───── Data section

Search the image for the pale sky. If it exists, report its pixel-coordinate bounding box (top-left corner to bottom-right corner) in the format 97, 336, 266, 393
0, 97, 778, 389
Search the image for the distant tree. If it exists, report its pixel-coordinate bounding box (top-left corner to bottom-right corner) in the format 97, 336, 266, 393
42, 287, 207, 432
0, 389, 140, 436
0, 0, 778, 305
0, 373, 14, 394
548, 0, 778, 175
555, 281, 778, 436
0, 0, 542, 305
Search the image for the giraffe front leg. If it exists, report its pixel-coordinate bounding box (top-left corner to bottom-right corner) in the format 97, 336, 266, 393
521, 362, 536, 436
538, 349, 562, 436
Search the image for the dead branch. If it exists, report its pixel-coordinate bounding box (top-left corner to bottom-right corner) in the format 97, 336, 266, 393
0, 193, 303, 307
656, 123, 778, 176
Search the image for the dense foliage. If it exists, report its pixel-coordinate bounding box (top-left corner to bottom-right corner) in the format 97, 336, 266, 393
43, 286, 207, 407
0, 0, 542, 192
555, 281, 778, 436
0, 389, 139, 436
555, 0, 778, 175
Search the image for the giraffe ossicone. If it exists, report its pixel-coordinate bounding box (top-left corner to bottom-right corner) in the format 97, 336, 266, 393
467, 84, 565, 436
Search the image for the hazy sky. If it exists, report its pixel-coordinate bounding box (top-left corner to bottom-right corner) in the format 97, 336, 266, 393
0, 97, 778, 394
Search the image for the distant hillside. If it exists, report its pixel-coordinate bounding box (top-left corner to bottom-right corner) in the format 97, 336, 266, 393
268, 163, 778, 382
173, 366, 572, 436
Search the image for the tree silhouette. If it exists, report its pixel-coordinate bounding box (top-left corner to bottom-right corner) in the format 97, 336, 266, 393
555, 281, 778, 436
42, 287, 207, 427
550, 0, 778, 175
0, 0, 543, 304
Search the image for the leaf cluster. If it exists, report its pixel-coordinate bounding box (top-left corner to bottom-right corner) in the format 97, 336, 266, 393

──────────

| Task objective |
Copy out the lines from the one containing "Search the image for the giraffe ossicone." through the one containing "467, 84, 565, 436", renaming "ossicone" to "horn" and changing nothing else.

| Complete response |
Search the image for the giraffe horn. If it exists, report its pixel-coordinate bounding box (top-left corner to bottom-right corner) in the format 97, 336, 266, 393
467, 84, 565, 436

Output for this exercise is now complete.